==== Text shown ====

In terms of Enterprise Canvas, investment is just another kind of value-flow – but sufficiently different from the main transactional ‘horizontal’ value-flow that we do need to handle it in a different way, with its own distinct channels and suchlike. (One obvious example of this type of distinction is the separate ‘Investor Relations’ section of many corporate websites.) In Enterprise Canvas, we show this value-flow as an ‘inwards’ arrow coming in towards the Value-Outlay cell, because financial-investors’ money typically goes onward to the service’s suppliers, so as to help set up what’s needed for the main transactional value-flow to start flowing – though in practice, of course, investment may in effect connect with any part of the respective service.

On the other ‘foot’ in Enterprise Canvas, dividend is also just another kind of value-flow that needs its own distinct channels and so on. In Enterprise Canvas, we show this value-flow as an ‘outwards’ arrow coming out from the Value-Return cell, because in effect the dividend is extracted from the inbound value-flow returning from the Customer.

Out at that most-abstract level, it all still looks fairly simple. Yet where it gets seriously complex, and seriously hard, is that:

  • investments and dividends occur in many different value-forms
  • the investors and the beneficiaries may or may not be the same people in each case
  • the value-forms that come in may not be the same value-forms that go back out
  • the value-forms that each investor provides may not be the same as that investor later receives – if at all – as dividend, or benefit
  • all of the transforms and exchanges have to balance up somehow in a form that’s seen as ‘fair’ by all stakeholders – otherwise serious anticlient-impacts will result

In Enterprise Canvas, that juggling-act of monitoring and balancing all of the inputs, outputs, value-transforms and dividend-assignments forms a key part of the role and services that need to be provided by the Value-Governance cell – with the respective flows represented by the green double-arrows between Value-Governance and the ‘investor’ and ‘beneficiary’ roles. Note, though, that Value-Governance is unlikely to be able to do it all on its own: it’ll likely need help from the guidance-services – particularly Direction and Validation – to connect it to the shared-enterprise vision and values, and thence derive the guidelines and priorities that are needed so as to ensure that everything remains as ‘fair’ as possible and practicable. (Those guidelines and priorities also provide open and explicit basis for mediation, in the inevitable case where some stakeholder doesn’t think the balance is ‘fair’.)

==== Material for this exercise ====

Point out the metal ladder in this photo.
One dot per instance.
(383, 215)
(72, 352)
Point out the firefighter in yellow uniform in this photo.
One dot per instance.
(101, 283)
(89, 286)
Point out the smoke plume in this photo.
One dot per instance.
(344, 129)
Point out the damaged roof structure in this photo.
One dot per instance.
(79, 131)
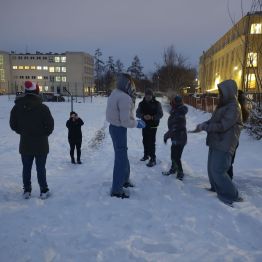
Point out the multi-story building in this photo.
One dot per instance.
(53, 72)
(237, 55)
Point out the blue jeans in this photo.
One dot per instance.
(121, 165)
(40, 162)
(218, 165)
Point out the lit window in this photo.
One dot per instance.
(51, 69)
(252, 59)
(251, 81)
(256, 29)
(2, 75)
(57, 59)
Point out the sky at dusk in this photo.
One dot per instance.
(120, 28)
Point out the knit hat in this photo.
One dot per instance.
(176, 100)
(149, 92)
(73, 113)
(31, 87)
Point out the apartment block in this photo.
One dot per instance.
(54, 72)
(237, 55)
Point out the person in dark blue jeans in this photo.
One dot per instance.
(32, 120)
(120, 115)
(121, 170)
(40, 162)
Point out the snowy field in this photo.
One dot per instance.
(164, 219)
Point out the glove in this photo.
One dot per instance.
(166, 137)
(140, 124)
(201, 127)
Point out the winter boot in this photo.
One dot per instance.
(180, 175)
(45, 194)
(171, 171)
(27, 195)
(144, 158)
(120, 195)
(152, 162)
(128, 184)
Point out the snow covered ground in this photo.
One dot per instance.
(164, 219)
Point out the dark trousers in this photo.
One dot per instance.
(75, 144)
(176, 153)
(230, 170)
(40, 162)
(121, 170)
(149, 141)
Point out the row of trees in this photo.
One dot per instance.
(174, 75)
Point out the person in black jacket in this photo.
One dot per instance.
(74, 124)
(149, 110)
(178, 134)
(33, 121)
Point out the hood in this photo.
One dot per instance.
(28, 102)
(228, 88)
(127, 85)
(181, 109)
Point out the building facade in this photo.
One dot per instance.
(72, 71)
(237, 55)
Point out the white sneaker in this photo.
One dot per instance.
(27, 195)
(45, 195)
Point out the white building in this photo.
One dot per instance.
(52, 71)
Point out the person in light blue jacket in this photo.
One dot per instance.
(223, 131)
(120, 115)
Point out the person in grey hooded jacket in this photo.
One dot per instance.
(120, 115)
(223, 131)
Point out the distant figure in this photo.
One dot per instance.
(33, 121)
(178, 134)
(245, 114)
(74, 124)
(223, 131)
(120, 115)
(149, 110)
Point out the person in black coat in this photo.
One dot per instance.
(74, 124)
(149, 110)
(33, 121)
(178, 134)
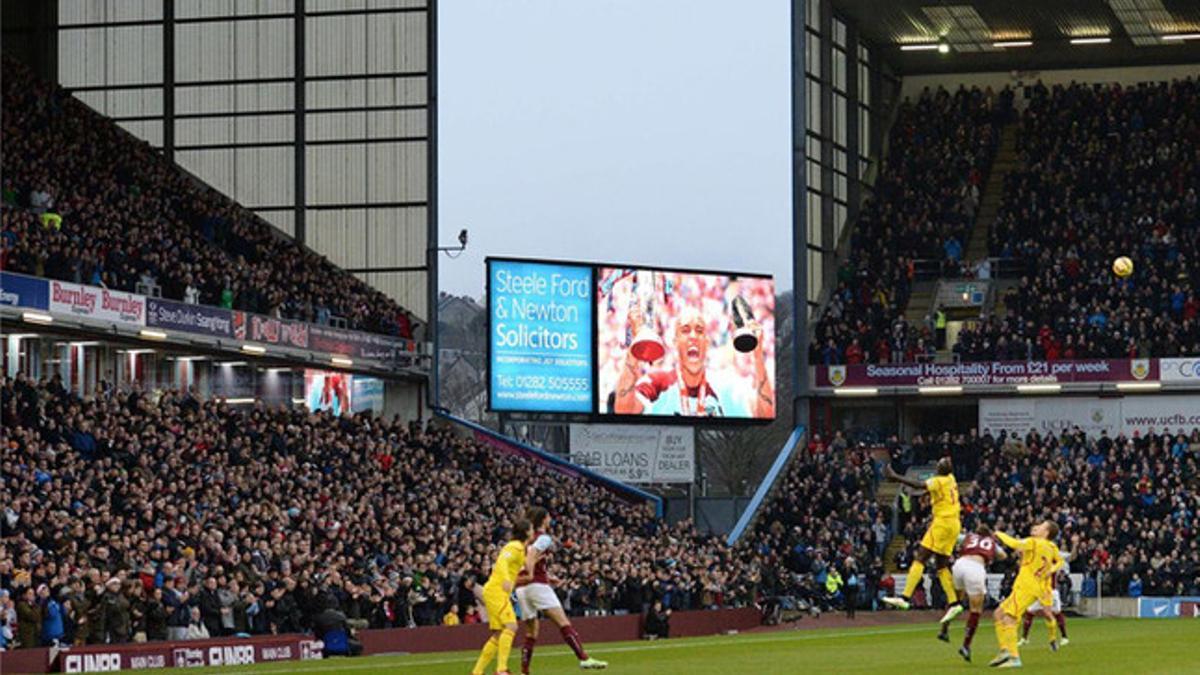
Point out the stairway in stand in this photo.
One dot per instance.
(989, 201)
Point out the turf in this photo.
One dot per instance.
(1109, 645)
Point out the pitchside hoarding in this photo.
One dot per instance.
(100, 304)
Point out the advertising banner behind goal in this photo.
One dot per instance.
(636, 453)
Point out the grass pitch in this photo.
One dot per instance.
(1109, 645)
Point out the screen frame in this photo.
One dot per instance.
(594, 414)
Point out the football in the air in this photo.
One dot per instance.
(1122, 267)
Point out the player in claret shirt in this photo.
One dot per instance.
(537, 593)
(970, 573)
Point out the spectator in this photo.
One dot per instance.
(29, 620)
(658, 621)
(196, 627)
(52, 617)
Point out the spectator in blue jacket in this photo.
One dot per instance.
(52, 616)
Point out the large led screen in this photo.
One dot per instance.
(540, 336)
(682, 344)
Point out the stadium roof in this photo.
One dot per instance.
(1140, 33)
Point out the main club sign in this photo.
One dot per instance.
(109, 658)
(987, 372)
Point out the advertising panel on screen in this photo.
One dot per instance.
(328, 390)
(540, 336)
(684, 344)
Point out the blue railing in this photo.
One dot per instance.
(550, 458)
(768, 481)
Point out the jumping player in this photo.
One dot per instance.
(1039, 561)
(1054, 615)
(940, 538)
(535, 593)
(970, 574)
(498, 599)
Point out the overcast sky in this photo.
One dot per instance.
(616, 131)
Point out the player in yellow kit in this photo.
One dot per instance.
(1039, 562)
(498, 599)
(940, 538)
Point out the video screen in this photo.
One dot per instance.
(540, 336)
(328, 390)
(677, 344)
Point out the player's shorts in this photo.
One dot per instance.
(942, 536)
(1055, 607)
(533, 598)
(499, 608)
(1023, 598)
(970, 575)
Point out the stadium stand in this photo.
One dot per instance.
(135, 509)
(1105, 171)
(923, 207)
(87, 202)
(1127, 507)
(823, 521)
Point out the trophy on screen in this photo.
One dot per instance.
(745, 338)
(647, 346)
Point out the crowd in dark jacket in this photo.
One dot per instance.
(1105, 171)
(1127, 507)
(160, 514)
(923, 207)
(84, 201)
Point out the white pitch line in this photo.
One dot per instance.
(561, 651)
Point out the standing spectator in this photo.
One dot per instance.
(29, 620)
(658, 621)
(155, 615)
(118, 616)
(175, 601)
(52, 617)
(851, 589)
(196, 627)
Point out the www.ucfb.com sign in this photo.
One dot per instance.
(987, 372)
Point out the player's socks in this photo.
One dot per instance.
(485, 656)
(947, 579)
(1011, 641)
(573, 640)
(969, 634)
(1006, 634)
(503, 651)
(527, 653)
(915, 574)
(952, 613)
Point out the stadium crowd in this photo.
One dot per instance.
(87, 202)
(136, 515)
(923, 207)
(823, 533)
(1128, 507)
(1105, 172)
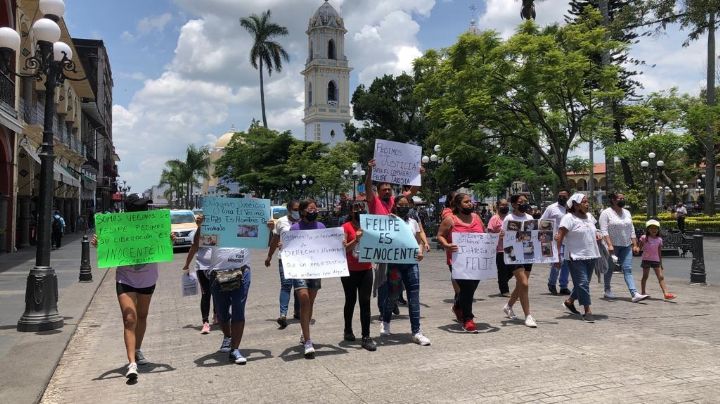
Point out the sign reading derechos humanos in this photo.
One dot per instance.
(133, 238)
(397, 163)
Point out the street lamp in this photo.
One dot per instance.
(51, 60)
(654, 166)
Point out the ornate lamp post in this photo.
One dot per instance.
(654, 166)
(52, 59)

====

= Set problem A =
Using the Enterprise Canvas text, say whether each statement agrees with it, answering yes or no and quoting the words that decide it: (i) Dividend is shown as an arrow coming in toward Value-Outlay. (ii) Value-Governance is expected to do all the balancing by itself. (iii) Investors and beneficiaries are not necessarily the same people.
= Set problem B =
Echo everything in the entries from the line containing "Point out the person in black coat" down to the line containing "(1122, 267)", with both of those lines included. Leave the pictures out.
The text and the entries have nothing to do with each other.

= Reply A =
(i) No: "we show this value-flow as an ‘outwards’ arrow coming out from the Value-Return"
(ii) No: "Value-Governance is unlikely to be able to do it all on its own"
(iii) Yes: "the investors and the beneficiaries may or may not be the same people in each case"

= Reply B =
Point out the person in black coat in this photo.
One dot per instance.
(74, 124)
(149, 110)
(33, 121)
(178, 134)
Point out the stairway in stand in this photo.
One dot per instance.
(989, 201)
Point out the turf in this photo.
One dot per instance.
(1109, 645)
Point out the pitchside hoarding in this photo.
One dot per instance.
(100, 304)
Point out the advertising banner behind goal in this photo.
One dot per instance.
(636, 453)
Point out the grass pitch in this photo.
One dot per instance.
(1109, 645)
Point out the screen frame in this photo.
One dot per instance.
(594, 414)
Point out the football in the air in this photo.
One dot per instance.
(1122, 267)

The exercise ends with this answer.